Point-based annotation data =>

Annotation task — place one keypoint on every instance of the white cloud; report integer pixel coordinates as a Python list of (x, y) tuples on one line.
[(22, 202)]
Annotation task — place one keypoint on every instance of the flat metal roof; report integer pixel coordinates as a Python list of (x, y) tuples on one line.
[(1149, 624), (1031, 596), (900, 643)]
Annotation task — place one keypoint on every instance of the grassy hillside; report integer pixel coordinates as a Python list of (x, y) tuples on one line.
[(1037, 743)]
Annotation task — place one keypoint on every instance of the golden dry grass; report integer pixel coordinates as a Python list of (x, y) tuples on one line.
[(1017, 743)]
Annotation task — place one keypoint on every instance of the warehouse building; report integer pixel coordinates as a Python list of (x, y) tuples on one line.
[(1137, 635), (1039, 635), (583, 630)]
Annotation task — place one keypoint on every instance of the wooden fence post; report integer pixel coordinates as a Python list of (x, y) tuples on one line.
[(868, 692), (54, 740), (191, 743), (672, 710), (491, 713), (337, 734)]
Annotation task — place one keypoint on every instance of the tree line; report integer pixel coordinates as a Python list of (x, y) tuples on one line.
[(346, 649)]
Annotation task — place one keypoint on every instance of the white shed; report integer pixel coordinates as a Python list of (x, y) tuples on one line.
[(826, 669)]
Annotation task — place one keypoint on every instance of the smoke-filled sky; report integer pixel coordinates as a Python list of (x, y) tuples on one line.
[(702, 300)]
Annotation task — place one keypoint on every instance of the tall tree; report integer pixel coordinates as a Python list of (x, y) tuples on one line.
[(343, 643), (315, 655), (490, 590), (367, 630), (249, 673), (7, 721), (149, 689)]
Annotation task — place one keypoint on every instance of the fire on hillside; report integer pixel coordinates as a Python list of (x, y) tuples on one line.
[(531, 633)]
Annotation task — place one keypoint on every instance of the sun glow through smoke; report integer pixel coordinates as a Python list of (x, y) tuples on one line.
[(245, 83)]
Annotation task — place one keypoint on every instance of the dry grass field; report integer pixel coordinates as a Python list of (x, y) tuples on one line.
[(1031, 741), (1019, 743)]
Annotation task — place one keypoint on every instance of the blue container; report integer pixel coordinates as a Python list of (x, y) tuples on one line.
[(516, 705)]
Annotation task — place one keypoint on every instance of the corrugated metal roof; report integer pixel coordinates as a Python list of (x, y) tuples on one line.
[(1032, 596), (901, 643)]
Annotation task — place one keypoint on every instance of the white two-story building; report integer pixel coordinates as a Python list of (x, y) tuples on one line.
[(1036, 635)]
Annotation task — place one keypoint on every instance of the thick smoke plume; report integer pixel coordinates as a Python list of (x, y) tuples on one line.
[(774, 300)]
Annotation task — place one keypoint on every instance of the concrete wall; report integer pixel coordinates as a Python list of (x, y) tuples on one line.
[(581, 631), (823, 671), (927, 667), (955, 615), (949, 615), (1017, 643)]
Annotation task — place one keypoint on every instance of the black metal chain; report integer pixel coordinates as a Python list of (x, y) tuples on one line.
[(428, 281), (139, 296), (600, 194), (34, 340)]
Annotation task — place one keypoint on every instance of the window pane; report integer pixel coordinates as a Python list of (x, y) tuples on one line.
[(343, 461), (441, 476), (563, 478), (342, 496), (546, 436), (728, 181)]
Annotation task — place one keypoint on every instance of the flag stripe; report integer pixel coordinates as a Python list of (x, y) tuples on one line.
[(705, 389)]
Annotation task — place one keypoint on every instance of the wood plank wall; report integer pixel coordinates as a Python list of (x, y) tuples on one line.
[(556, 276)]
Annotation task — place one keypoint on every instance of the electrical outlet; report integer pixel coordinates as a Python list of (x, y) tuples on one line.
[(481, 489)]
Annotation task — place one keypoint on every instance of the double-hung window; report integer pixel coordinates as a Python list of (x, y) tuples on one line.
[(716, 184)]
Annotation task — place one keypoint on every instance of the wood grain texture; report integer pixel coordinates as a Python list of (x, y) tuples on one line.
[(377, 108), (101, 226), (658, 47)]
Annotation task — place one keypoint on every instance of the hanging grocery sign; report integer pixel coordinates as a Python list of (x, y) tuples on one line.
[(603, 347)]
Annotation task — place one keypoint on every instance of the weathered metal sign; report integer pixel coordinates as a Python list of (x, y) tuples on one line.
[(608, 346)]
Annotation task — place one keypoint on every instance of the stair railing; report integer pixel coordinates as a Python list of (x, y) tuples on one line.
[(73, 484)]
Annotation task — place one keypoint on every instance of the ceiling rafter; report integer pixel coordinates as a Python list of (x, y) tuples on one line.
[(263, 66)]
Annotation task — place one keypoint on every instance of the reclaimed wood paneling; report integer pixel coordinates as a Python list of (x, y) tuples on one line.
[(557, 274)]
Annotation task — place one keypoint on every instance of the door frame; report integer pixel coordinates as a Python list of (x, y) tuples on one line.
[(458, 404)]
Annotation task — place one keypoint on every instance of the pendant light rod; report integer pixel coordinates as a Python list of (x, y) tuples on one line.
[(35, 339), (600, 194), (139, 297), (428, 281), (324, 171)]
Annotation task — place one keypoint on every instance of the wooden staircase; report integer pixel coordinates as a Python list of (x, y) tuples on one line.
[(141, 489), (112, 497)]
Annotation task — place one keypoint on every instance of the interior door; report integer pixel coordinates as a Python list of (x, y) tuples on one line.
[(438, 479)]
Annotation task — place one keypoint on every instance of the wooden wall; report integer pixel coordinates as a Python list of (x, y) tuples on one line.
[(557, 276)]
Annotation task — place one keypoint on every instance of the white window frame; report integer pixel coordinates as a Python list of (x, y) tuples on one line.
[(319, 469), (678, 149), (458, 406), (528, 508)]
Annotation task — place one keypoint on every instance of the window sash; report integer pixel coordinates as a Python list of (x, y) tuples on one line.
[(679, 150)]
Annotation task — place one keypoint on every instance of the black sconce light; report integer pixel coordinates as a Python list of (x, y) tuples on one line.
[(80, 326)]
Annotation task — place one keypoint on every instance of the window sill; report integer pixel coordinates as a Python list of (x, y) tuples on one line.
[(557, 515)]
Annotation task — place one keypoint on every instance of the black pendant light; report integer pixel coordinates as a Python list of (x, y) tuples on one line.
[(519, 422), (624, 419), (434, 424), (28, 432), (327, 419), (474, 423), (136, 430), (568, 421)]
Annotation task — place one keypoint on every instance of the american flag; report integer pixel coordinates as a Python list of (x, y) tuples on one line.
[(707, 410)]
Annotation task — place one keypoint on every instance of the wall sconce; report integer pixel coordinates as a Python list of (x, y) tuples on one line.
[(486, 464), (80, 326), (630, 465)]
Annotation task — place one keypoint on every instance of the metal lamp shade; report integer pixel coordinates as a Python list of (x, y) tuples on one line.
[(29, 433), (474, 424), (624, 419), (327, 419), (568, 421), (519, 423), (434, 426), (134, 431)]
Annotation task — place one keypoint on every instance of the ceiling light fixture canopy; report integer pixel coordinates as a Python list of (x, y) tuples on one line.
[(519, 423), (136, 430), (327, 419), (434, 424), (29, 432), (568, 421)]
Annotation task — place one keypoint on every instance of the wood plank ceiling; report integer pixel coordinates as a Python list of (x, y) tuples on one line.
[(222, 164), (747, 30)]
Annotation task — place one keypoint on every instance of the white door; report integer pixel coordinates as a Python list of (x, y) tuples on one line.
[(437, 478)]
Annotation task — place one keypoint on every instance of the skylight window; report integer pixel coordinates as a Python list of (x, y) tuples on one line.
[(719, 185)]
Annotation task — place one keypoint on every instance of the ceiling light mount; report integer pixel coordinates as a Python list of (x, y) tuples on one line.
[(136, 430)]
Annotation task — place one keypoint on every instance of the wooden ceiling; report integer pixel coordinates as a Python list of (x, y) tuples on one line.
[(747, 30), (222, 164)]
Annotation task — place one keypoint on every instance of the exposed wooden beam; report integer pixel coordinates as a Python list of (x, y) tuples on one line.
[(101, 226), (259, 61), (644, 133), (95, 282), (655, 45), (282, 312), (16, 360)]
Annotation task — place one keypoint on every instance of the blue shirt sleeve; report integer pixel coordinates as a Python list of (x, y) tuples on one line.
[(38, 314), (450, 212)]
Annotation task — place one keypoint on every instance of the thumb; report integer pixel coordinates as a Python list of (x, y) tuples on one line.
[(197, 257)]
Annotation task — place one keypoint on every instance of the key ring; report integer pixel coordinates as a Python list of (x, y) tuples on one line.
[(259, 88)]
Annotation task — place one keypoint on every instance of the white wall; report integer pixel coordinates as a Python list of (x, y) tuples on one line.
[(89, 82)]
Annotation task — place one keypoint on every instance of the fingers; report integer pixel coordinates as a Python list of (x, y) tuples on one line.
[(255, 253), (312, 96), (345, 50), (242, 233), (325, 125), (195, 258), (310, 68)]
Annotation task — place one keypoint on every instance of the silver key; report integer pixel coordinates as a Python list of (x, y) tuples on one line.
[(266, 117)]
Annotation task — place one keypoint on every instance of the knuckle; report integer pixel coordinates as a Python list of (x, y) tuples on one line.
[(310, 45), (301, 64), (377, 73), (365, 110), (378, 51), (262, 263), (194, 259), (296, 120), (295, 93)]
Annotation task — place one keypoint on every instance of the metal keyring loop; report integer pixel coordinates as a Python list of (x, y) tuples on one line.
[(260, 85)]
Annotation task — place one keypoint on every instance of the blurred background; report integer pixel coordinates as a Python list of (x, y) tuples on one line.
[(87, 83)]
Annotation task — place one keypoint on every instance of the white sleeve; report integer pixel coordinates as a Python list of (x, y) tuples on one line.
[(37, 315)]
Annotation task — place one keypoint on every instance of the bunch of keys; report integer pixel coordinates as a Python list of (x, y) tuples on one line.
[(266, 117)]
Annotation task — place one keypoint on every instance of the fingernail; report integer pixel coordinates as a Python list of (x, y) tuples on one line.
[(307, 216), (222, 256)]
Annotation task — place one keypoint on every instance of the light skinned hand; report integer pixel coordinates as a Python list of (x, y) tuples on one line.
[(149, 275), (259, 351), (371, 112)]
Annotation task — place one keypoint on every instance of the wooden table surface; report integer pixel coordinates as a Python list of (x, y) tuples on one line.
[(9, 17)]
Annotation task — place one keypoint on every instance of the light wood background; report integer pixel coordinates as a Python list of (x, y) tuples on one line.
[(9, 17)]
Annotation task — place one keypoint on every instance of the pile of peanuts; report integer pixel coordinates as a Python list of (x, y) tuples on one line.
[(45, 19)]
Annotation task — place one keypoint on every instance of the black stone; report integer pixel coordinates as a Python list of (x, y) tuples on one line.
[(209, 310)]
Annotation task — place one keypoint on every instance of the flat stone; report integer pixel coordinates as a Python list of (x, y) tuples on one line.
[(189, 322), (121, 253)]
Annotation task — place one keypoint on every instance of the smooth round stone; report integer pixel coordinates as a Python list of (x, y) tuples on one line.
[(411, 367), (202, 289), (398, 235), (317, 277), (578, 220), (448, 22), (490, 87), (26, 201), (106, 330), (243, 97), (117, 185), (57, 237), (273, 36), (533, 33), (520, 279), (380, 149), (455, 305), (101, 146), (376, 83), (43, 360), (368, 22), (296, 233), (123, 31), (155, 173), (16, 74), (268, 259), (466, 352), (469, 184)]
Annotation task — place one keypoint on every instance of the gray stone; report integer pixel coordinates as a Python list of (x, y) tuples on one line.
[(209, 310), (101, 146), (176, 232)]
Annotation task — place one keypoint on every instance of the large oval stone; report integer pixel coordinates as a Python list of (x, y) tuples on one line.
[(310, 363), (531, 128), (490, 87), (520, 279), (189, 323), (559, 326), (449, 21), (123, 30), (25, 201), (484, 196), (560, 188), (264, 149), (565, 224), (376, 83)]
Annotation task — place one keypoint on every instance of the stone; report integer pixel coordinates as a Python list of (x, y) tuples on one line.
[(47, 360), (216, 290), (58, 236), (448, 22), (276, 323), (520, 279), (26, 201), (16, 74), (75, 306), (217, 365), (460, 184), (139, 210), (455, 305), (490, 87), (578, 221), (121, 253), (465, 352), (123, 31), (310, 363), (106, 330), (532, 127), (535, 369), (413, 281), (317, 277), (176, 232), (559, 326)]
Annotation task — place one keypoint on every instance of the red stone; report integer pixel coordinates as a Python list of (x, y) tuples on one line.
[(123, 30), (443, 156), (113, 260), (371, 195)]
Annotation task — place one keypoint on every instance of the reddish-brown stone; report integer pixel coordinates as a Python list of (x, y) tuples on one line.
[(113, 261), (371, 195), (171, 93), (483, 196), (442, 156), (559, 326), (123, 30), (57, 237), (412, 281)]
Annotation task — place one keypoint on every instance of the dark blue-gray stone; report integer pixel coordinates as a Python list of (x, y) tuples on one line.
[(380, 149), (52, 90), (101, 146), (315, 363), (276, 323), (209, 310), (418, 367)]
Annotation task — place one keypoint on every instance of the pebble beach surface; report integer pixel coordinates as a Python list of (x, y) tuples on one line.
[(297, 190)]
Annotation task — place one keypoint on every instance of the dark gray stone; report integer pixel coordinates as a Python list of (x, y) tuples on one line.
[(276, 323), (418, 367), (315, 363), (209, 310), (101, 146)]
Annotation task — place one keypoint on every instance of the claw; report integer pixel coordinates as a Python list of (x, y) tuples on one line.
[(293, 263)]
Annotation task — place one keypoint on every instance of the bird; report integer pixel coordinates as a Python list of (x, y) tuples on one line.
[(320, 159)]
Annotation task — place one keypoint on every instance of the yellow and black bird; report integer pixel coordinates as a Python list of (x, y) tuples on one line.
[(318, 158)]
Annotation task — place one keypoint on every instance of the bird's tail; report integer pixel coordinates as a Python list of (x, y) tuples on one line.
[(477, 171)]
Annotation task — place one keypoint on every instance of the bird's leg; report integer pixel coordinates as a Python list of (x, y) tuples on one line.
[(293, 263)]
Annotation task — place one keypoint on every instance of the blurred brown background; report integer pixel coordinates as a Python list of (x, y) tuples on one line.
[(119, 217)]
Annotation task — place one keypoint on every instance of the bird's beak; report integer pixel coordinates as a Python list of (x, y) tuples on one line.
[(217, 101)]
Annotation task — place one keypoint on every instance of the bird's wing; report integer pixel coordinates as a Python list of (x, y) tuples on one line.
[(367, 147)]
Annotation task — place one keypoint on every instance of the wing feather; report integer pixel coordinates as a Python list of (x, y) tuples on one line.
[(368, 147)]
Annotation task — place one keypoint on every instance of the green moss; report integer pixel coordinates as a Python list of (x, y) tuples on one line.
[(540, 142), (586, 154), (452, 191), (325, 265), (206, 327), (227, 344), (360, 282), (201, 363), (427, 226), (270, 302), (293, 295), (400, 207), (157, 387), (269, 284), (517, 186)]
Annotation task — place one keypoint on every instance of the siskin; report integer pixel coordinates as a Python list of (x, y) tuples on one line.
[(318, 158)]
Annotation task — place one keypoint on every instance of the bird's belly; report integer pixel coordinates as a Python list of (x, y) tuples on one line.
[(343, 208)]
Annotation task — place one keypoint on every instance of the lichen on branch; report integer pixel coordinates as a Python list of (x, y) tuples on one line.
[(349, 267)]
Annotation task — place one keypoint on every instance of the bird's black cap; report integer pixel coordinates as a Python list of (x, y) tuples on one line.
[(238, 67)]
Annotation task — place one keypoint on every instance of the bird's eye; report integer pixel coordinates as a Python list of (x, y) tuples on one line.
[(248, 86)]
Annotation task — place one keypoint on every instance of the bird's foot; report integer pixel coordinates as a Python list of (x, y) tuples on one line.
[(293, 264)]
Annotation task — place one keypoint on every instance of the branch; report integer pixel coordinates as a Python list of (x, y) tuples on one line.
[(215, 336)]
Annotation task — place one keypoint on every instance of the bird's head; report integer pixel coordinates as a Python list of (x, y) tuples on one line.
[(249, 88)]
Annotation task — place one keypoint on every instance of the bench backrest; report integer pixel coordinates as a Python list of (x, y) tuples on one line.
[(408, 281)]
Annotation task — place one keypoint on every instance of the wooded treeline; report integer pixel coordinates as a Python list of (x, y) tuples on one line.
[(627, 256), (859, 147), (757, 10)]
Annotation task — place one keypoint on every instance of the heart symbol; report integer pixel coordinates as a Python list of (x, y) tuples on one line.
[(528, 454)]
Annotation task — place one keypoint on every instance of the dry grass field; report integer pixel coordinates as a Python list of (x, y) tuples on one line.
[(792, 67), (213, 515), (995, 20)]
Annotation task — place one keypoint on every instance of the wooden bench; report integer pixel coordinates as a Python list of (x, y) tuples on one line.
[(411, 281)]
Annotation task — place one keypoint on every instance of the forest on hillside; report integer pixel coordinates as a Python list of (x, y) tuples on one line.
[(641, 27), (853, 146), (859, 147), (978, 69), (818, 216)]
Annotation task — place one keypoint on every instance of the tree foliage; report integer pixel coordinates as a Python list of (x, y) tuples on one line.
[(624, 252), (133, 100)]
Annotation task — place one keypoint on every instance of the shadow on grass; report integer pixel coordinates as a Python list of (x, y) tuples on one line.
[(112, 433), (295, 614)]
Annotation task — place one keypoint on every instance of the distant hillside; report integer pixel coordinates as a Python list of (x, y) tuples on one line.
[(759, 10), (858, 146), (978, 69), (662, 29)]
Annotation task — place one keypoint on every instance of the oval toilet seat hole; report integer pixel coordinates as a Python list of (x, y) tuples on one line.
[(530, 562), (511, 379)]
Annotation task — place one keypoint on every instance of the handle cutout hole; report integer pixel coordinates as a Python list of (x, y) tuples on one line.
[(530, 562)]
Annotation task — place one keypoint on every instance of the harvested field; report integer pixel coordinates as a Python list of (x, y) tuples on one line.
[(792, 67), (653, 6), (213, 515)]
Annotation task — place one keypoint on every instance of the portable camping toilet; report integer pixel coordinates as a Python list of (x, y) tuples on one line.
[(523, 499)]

INSTRUCTION =>
Everything from the line containing "the wooden bench;" to the end of the records must be written out exactly; include both of those lines and no others.

SOLUTION FOR THIS TASK =>
Annotation task — place one keypoint on every instance of the wooden bench; report integer pixel coordinates as a Python list of (x, y) tuples on one line.
[(411, 281)]
Annotation task — place one keypoint on every instance of the forest on hillside; report integer pixel coordinates as a Python list of (x, y) tuples on one line.
[(641, 27), (853, 146), (859, 147), (978, 69), (818, 216)]
Annotation task — place one keypoint on every instance of the tree foliage; report integer pixel coordinates as a Python list of (x, y) tuples on one line.
[(624, 252), (133, 100)]
Annotation task — place one keypoint on every instance of the shadow on grass; report integer pixel coordinates as a Python list of (x, y) tuples on one line.
[(112, 433), (295, 614)]
Annotation task — place one keypoint on every instance of the distant hillside; report integer pixel coordinates as a Python list of (x, y) tuples on one line.
[(759, 10), (858, 146), (978, 69), (662, 29)]
Annotation task — place one keypoint on every instance of the oval toilet seat hole; report integer pixel coordinates as a Python list of (x, y) tuples on one line.
[(530, 562), (511, 379)]
Annotation task — place one keypoint on every instance of the handle cutout hole; report integer pixel coordinates as a Python list of (x, y) tuples on one line.
[(530, 562)]
Annotation task — place one keypoint on every instance of the harvested field; report integer pixel coordinates as a Python list of (x, y) tuples on one line.
[(792, 67), (653, 6), (213, 515)]
Annotation task — place one keypoint on every instance of the portable camping toilet; report integer pixel coordinates as a Python list of (x, y) tuples on one line.
[(523, 499)]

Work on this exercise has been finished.